### REQUIREMENT
Transcribe every entry word for word. Skip the pictures.

### EXTRACTED MATERIAL
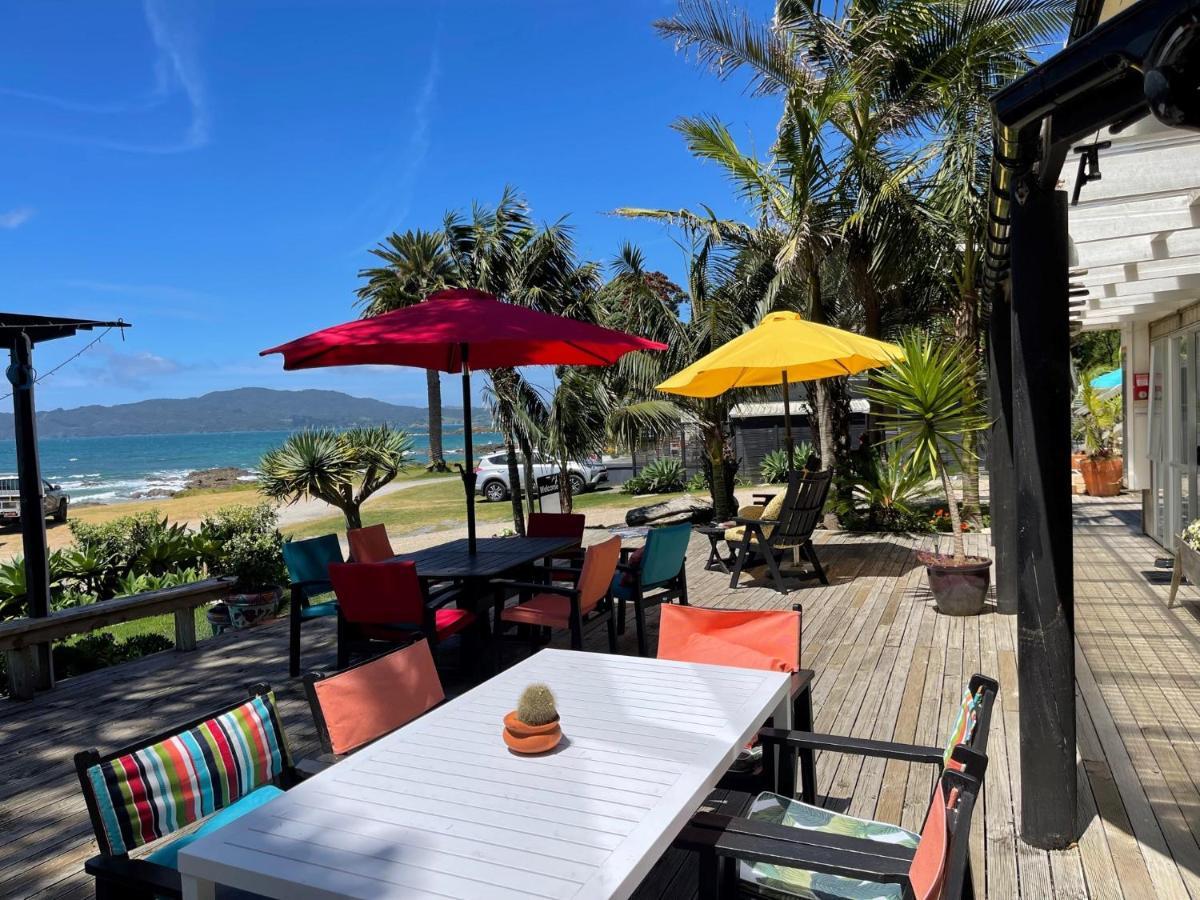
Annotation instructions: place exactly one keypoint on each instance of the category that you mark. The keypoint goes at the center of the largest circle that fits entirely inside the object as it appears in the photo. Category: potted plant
(533, 726)
(931, 399)
(244, 543)
(1098, 418)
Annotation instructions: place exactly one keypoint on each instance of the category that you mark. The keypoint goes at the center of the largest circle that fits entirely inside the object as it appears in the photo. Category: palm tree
(341, 468)
(415, 264)
(502, 251)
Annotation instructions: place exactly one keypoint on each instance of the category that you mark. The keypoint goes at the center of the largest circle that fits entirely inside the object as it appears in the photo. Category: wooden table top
(493, 557)
(442, 808)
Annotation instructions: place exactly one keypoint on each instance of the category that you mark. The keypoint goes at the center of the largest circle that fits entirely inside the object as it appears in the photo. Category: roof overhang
(46, 328)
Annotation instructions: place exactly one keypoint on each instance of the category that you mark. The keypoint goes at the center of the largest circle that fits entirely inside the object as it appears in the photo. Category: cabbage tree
(928, 397)
(342, 468)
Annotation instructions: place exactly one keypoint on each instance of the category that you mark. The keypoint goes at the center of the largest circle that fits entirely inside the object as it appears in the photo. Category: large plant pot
(958, 589)
(1102, 478)
(246, 610)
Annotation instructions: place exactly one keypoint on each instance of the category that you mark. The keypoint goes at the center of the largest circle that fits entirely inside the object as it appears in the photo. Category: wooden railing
(21, 637)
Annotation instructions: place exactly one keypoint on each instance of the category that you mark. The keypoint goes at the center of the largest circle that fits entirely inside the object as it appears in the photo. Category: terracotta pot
(958, 589)
(246, 610)
(1102, 477)
(531, 738)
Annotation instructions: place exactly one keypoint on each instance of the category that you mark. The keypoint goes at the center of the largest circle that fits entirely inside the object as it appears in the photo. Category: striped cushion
(149, 793)
(964, 727)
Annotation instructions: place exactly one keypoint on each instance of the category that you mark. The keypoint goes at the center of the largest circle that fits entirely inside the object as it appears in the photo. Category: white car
(492, 474)
(54, 501)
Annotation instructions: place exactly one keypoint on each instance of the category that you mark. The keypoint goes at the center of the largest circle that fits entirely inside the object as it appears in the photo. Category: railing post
(1041, 346)
(1001, 479)
(185, 629)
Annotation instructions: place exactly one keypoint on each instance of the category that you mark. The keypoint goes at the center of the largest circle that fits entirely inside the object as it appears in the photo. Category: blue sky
(215, 172)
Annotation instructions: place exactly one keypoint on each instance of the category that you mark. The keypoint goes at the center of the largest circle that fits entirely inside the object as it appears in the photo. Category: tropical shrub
(342, 468)
(887, 486)
(929, 397)
(774, 465)
(658, 477)
(244, 541)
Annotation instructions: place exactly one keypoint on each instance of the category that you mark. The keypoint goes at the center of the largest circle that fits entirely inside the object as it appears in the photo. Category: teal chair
(655, 574)
(307, 563)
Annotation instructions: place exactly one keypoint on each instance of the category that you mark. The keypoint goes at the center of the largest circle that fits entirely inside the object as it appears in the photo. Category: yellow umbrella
(781, 348)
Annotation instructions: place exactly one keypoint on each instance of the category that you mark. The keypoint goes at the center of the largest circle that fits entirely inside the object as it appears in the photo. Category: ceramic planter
(531, 738)
(246, 610)
(1102, 477)
(958, 589)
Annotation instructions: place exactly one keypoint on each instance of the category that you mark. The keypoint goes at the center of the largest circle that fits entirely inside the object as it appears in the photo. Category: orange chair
(748, 639)
(387, 601)
(364, 702)
(370, 544)
(564, 606)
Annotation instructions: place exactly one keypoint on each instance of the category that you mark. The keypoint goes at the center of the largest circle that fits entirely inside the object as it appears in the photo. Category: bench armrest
(853, 747)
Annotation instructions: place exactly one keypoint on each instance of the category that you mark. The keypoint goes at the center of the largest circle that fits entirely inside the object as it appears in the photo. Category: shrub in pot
(933, 400)
(1098, 418)
(243, 541)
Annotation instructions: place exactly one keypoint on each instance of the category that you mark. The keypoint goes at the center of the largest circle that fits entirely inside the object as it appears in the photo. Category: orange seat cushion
(750, 639)
(369, 701)
(547, 610)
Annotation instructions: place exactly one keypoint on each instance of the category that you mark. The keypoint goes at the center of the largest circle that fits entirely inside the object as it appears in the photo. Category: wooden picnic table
(442, 809)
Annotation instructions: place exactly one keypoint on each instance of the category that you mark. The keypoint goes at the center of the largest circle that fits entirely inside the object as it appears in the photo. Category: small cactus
(537, 706)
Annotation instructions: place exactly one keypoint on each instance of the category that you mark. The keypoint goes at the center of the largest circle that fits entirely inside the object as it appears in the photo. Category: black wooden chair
(198, 779)
(781, 834)
(771, 538)
(768, 859)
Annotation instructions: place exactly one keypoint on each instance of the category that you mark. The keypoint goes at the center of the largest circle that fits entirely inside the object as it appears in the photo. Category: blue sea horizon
(117, 468)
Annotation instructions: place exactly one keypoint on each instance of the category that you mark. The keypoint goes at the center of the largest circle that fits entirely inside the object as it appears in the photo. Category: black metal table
(495, 557)
(717, 561)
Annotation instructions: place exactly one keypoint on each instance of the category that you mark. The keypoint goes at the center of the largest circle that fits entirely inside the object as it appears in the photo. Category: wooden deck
(873, 634)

### FINAL RESULT
Annotation instructions: place exactly one keypoint on each instance of the category that you mark. The keypoint goes at the center of the largest circle that fits entirely inside the object as it appears in the photo. Category: potted plant
(533, 726)
(931, 399)
(244, 543)
(1098, 418)
Annotation instructions: place exactly one keypoint on each instance of the category that you mark. The keypoint goes at the center of the largest circle that fits entirely inside the object as it appears in the photo. Category: palm tree
(341, 468)
(415, 264)
(502, 251)
Annotation instructions: place exactly one keypoint on each instance of the category that you mark. The keypoint goes at the center of the largest circle that fits entirely inside the object as it appears in the photo. Category: wooden table top
(493, 557)
(442, 808)
Annotation instructions: place exactly one keypoint on each instance of the category that you mark. The keypoint goes at the center of the largest circle that fits entirely inside the object as it appears in the photo. Category: roof overhang
(46, 328)
Annotation instructions: place exactly one keypoint on each instance of the category that you mark. The keypoint goes at the center of the largest circle that fits entirely inside the object as it appears in the photo. Category: cabbage tree
(928, 397)
(342, 468)
Annotation instructions: place exactly one keypoint on each instance of the category that you mark. The keypoint goes at the center of the largest circle that fits entirely inside the object as it appears in the photo. Category: large plant pot
(958, 589)
(1102, 478)
(246, 610)
Annotation instructions: place exactly one keypoint on each instance of the category that you mark. The keypoint goes at the center of the largest circle that fits entirely inside the object as it appears in the photo. Category: wooden railing
(21, 637)
Annotation instructions: place exactly one keypoint on each instance of the category that you mark. The keypoint goes at the center of the largest circle that fits entirely inside the object as it appears in the photo. Category: terracotta pot
(958, 589)
(246, 610)
(1102, 477)
(531, 738)
Annotation instructions: place exactly one keypoint on each instance of the category that you mark. The keypoint goes at the center of the largest circle that fits entirely inside the object as it appears in the photo. Category: striped cushion
(149, 793)
(964, 727)
Annotation instructions: place exactly one keypoint on each instance of the category that you mark. The keypoint goes at the center of the largest circle that fits entirely inside the object as it appears in the photo. Category: white car
(492, 474)
(54, 501)
Annotation instructions: place exactly one keypoint on each instance of the category that you mark. The keypoint goes at the center of the largest circle that fits entirely inside the object as it appears in the photo. Category: railing post
(1041, 346)
(1001, 479)
(185, 629)
Annotation instructions: place exactly one keypoint on each instance of the category that you mark. The keypoint goes at the center of the largest circle that fits entirely inside the object as it appears in the photo. Category: blue sky
(215, 172)
Annotation instructions: place exactly one keypoint on each instance of the category that you mark. The keypoint goes at the center of the largest circle that fits entirely inside the object as it appears in the photo. Category: tropical shrub
(342, 468)
(887, 486)
(929, 397)
(774, 465)
(658, 477)
(244, 541)
Annotation instructions: place exactly one keypoint on each instance of the category that you mark. The keypoint goes at the center of the largest circle that fits entirely inside the object as it appears in the photo. Category: teal chair
(655, 574)
(307, 563)
Annotation instructions: place exactly one keypoint on each instance of the category that you mark. The keypoint goes at the center of the largest circle that fits entirely inside the object as it appears in the photo. Category: yellow umbrella
(781, 348)
Annotation instructions: place exactly one keypoint on each instance of the category that you mark. The keypoint goes at the center of the largest circle that fits entirely inside the object as it appears in the photo. Category: ceramic planter
(531, 738)
(246, 610)
(1102, 477)
(958, 589)
Annotation instructions: place exactly one keypoint on each instance of the category that you mark. The keypoint goes at the center of the largest circle that fits entirely inside the object as it appears in the photo. Category: orange chair
(748, 639)
(387, 601)
(364, 702)
(370, 544)
(564, 606)
Annotation instructions: place exactly one keypoint on each instance of the category that you mark. The keypoint goes at the center of the largest circle that fits entirely inside the object as it appears in the photo. Category: bench armrest
(853, 747)
Annotation instructions: place exactly one keypoint on each instance of the category that you mark. The keypoint goes at the center of the largest circle that fits entirely inside the object as it appears in the photo. Category: shrub in pot
(933, 400)
(1098, 418)
(243, 541)
Annotation instructions: place exactly one keypoint on each instance of the category that you mark. The keypoint goes at the center of the largest circle that fits entirely inside the object as it appears in the photo. Category: orange seat cushion
(750, 639)
(369, 701)
(547, 610)
Annotation instructions: place exactly one keypoint on each instance of the category that you mark. The keypoint goes at the center of the largest circle that fits entirely inside the object as it appears in the photo. Category: wooden picnic table
(442, 809)
Annotation instructions: place exactly one keypoint on each instance of the category that you mark. The keypoint goes at the center of the largest circle that fits entirely inside the object as it appears in the photo. Category: small cactus
(537, 706)
Annotation instructions: place exactly one keypoint on each instance of the category that you mark. The keypoint goes at the center of the largest circle that fits entirely inside the object as it appears in the photo. Category: black wooden chair
(198, 779)
(781, 834)
(771, 538)
(768, 859)
Annotation instructions: place exactly one keypoint on each instance of the category that you mark. The keypoint goes at the center of the largest circle that fits entirely inside the object as it appears in the photo. Category: blue sea horizon
(117, 468)
Annotation instructions: place exactly one keypoint on each instance of the category that you mark. The keypoint goes at the center of the largest circle that fits entirely inside the object as it appears in the photo. Category: black metal table
(495, 557)
(717, 561)
Annotation instructions: place exactly one keypoint on each instance of the category that you mark. The keypoint goes at the center of the largest circle that fits entirely inside the object as it appears in the photo. Category: wooden deck
(873, 634)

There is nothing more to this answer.